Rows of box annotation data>
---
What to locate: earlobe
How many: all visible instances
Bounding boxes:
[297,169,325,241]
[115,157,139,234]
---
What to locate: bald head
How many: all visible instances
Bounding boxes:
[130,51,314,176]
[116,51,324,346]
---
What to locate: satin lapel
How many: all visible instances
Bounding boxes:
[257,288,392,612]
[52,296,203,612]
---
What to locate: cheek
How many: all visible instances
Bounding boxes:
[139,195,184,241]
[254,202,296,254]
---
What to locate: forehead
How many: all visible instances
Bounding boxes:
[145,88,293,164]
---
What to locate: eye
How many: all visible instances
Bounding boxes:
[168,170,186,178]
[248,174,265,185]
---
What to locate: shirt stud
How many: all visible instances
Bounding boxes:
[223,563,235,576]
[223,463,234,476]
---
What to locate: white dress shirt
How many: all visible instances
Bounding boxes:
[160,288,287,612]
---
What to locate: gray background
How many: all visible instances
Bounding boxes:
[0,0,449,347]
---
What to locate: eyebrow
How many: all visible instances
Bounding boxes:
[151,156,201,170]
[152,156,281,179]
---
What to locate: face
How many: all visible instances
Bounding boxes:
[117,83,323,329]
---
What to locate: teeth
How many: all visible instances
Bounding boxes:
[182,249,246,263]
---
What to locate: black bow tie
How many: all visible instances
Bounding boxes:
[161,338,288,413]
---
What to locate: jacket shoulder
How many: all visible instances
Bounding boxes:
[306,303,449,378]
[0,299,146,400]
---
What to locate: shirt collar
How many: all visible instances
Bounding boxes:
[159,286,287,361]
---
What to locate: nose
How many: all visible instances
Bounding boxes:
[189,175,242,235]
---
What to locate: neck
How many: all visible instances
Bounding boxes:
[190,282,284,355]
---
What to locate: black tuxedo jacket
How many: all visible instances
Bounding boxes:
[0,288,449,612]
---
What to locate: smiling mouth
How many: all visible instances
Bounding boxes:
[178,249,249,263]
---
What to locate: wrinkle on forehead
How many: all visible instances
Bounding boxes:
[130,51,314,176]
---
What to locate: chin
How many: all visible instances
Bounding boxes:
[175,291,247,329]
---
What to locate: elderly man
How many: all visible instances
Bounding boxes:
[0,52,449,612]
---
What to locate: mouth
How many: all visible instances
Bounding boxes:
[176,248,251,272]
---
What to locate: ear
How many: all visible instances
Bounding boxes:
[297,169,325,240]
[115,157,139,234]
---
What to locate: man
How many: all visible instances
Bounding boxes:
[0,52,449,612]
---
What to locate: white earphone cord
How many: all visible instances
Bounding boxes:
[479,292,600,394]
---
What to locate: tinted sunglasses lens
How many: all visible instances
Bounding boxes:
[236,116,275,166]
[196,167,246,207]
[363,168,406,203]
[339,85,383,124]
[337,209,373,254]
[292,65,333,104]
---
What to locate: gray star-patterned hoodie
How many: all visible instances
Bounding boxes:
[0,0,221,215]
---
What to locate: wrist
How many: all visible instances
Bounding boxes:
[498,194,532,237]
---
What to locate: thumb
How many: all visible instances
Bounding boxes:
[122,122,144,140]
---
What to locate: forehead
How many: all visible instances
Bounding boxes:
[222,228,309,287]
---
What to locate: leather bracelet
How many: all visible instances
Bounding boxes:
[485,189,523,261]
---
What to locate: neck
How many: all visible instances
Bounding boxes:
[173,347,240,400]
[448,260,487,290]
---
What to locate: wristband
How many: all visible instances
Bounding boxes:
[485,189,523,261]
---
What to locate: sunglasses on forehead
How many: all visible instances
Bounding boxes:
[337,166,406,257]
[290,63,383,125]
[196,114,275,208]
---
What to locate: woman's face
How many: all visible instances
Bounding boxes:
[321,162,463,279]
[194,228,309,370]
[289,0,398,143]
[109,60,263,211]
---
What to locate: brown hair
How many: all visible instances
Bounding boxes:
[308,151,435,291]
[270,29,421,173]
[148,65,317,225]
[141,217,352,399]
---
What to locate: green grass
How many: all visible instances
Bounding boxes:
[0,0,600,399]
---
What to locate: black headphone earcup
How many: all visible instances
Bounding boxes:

Problem description> How many lines in the listing above contain the string "mouth"? Give only the number.

Written answer> 2